▶ INSTRUCTIONS FOR THE TASK
Go through the listing below and count the lines with "sunlight" in them. Only the count is needed.

»»

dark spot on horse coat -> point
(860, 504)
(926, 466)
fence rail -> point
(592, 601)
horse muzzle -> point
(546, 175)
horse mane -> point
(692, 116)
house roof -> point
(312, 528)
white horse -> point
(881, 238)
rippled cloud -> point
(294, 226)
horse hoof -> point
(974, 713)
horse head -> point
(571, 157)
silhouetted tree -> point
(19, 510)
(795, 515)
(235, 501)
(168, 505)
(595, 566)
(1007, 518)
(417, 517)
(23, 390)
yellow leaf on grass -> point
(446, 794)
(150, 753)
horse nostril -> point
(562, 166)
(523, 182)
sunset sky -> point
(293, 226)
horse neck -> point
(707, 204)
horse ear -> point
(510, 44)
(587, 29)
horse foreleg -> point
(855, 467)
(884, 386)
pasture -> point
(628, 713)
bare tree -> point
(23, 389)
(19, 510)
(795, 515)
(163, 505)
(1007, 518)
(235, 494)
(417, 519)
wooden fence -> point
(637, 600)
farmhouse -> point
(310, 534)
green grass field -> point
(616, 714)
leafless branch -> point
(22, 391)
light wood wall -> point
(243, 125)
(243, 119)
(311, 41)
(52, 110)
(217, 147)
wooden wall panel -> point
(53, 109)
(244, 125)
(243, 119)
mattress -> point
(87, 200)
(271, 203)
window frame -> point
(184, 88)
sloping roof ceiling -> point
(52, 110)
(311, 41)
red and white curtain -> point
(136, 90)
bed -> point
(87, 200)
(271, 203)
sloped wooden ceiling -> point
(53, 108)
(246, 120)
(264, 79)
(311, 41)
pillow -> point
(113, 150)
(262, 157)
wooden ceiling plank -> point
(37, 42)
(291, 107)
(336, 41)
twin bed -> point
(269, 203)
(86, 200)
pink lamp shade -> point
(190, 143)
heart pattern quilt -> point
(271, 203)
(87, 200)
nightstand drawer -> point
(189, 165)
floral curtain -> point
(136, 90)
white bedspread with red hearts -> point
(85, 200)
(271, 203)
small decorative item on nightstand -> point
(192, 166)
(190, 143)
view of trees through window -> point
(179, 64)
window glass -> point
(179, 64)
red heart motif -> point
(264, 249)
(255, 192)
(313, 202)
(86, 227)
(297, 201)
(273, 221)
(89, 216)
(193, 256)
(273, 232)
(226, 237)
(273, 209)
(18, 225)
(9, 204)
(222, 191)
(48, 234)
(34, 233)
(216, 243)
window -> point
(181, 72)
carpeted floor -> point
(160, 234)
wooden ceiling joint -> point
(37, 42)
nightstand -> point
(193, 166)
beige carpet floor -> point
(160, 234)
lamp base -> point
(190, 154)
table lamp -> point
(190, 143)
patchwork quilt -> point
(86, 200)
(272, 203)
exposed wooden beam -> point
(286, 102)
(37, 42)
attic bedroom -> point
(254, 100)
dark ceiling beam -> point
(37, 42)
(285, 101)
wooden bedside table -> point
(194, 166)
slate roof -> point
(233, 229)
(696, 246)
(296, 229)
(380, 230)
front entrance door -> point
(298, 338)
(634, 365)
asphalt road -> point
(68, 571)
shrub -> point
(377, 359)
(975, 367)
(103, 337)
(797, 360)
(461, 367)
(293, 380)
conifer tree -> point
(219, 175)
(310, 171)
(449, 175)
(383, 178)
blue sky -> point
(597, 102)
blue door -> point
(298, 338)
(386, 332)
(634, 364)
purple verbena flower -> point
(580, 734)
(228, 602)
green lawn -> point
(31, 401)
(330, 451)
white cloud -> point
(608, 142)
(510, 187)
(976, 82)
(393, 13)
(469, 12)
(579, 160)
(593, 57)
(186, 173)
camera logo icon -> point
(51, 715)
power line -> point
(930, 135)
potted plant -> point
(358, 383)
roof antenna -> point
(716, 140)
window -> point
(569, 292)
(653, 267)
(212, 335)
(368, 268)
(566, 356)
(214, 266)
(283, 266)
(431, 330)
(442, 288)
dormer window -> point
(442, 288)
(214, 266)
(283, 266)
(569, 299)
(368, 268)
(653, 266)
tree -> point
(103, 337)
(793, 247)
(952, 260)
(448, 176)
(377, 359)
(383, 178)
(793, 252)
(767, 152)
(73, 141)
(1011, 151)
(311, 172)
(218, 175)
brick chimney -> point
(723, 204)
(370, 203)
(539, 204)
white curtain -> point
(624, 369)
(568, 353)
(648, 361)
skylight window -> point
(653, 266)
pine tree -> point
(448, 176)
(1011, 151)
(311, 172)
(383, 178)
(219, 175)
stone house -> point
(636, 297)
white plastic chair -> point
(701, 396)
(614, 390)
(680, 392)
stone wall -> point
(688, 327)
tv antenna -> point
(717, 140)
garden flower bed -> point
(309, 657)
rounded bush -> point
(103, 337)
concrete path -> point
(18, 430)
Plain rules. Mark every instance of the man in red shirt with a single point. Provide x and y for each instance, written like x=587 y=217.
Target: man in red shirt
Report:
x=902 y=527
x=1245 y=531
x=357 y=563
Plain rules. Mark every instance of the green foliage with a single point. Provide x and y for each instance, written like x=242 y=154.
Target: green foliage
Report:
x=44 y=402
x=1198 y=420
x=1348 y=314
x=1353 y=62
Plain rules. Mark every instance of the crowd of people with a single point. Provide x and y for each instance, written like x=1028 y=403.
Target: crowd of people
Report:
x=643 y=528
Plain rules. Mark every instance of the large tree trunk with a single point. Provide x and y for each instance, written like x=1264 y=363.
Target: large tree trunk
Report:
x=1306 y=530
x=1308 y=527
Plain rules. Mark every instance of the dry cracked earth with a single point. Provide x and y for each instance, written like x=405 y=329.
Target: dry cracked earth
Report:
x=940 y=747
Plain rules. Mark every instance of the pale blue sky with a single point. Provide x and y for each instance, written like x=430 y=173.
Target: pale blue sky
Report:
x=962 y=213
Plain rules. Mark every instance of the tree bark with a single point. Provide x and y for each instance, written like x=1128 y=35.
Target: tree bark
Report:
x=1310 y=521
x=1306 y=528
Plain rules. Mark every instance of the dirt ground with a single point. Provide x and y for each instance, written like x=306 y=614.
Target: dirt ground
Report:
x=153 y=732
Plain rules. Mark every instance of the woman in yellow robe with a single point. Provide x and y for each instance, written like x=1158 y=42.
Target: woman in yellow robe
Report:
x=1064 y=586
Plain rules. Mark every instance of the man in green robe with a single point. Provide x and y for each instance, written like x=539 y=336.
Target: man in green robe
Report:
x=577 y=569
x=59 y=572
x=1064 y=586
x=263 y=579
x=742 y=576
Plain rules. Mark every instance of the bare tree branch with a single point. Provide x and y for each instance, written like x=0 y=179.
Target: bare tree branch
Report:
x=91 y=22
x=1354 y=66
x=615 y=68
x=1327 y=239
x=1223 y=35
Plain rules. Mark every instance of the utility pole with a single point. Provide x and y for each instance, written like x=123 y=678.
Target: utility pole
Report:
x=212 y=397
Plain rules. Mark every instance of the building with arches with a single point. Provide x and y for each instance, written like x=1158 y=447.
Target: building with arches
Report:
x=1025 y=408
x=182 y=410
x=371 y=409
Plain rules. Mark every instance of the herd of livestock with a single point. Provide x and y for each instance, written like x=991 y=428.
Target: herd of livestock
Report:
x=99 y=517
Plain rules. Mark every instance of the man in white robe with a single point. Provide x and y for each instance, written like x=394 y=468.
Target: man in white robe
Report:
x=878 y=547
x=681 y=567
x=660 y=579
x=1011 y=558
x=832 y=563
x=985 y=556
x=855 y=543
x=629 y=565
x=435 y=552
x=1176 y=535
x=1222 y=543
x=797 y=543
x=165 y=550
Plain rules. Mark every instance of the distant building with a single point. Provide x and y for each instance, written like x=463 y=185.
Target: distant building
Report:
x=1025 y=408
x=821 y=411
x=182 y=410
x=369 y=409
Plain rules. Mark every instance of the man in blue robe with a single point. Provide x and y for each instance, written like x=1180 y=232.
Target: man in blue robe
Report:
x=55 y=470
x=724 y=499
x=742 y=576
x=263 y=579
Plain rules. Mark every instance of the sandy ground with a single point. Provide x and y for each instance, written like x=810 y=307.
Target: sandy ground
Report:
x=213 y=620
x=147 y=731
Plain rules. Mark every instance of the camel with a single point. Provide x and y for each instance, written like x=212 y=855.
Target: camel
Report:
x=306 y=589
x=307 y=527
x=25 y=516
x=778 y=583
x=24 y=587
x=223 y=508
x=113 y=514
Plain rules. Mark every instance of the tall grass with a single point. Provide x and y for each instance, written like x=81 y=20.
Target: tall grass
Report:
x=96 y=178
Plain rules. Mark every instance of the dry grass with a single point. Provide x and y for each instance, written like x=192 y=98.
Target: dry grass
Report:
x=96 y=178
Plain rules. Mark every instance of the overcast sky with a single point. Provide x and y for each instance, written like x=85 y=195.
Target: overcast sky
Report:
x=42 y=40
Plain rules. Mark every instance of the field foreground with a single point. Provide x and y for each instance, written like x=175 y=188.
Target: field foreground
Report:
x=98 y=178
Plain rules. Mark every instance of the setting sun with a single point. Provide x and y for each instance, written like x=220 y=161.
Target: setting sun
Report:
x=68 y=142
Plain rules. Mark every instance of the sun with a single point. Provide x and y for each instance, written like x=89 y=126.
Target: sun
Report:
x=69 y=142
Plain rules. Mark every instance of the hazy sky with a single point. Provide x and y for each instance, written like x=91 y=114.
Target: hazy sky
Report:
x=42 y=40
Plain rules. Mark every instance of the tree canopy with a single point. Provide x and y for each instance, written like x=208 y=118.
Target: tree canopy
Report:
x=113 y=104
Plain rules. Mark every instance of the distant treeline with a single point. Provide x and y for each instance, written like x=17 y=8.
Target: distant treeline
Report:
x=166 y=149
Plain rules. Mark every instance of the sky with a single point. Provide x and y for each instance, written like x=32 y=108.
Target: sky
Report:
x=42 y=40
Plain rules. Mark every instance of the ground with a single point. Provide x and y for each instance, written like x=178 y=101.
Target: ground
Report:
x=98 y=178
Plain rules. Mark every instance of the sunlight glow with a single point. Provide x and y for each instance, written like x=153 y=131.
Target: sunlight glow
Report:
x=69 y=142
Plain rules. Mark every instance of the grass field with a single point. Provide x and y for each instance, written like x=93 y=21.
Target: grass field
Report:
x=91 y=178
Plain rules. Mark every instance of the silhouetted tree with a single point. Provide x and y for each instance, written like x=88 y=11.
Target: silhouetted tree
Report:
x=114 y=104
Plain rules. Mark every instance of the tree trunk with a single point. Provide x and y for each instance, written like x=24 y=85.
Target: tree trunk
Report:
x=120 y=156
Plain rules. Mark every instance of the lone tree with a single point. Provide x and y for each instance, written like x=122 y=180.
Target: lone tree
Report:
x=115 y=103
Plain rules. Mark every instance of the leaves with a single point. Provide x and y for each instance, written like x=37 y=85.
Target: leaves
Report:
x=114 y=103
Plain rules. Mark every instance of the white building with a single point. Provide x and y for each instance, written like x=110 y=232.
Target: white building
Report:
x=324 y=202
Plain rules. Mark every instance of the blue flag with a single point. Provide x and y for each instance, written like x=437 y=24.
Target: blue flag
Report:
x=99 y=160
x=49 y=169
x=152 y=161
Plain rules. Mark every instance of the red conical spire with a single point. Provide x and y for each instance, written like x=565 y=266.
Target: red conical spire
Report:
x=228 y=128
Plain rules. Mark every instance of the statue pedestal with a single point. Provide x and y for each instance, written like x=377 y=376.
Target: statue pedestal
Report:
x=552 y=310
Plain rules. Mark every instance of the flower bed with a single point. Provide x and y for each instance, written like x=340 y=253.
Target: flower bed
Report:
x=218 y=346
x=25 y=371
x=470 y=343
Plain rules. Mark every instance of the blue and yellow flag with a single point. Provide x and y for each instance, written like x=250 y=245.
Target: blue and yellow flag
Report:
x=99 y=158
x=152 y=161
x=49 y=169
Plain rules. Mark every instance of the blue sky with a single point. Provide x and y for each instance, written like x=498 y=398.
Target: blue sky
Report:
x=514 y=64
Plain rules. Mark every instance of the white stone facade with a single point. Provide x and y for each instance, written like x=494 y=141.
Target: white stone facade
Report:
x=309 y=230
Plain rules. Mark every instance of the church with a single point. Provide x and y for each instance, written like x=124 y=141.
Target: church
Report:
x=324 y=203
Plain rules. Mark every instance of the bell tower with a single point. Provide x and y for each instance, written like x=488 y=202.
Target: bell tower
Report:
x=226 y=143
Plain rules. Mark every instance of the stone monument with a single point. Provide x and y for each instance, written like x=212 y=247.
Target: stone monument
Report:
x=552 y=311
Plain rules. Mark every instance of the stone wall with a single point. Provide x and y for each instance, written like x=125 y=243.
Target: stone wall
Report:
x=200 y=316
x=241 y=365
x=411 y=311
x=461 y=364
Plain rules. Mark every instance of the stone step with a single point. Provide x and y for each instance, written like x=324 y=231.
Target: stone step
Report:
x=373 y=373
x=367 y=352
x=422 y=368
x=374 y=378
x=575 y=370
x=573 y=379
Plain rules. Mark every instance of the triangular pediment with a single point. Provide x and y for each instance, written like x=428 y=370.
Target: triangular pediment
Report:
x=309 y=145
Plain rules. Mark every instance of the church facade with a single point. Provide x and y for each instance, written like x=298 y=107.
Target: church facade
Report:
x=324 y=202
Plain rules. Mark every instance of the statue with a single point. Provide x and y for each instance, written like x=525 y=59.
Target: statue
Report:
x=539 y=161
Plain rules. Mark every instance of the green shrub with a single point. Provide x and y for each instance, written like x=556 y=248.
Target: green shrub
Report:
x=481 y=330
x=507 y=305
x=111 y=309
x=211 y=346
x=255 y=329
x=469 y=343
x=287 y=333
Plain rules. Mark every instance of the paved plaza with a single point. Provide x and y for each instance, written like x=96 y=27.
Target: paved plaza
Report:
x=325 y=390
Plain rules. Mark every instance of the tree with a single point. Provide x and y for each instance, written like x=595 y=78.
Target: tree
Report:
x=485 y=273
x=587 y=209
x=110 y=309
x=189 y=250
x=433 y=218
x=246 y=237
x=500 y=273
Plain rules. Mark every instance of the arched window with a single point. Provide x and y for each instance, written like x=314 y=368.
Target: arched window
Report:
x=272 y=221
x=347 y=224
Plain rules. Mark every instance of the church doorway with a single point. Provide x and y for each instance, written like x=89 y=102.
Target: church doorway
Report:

««

▶ WRITTEN RESPONSE
2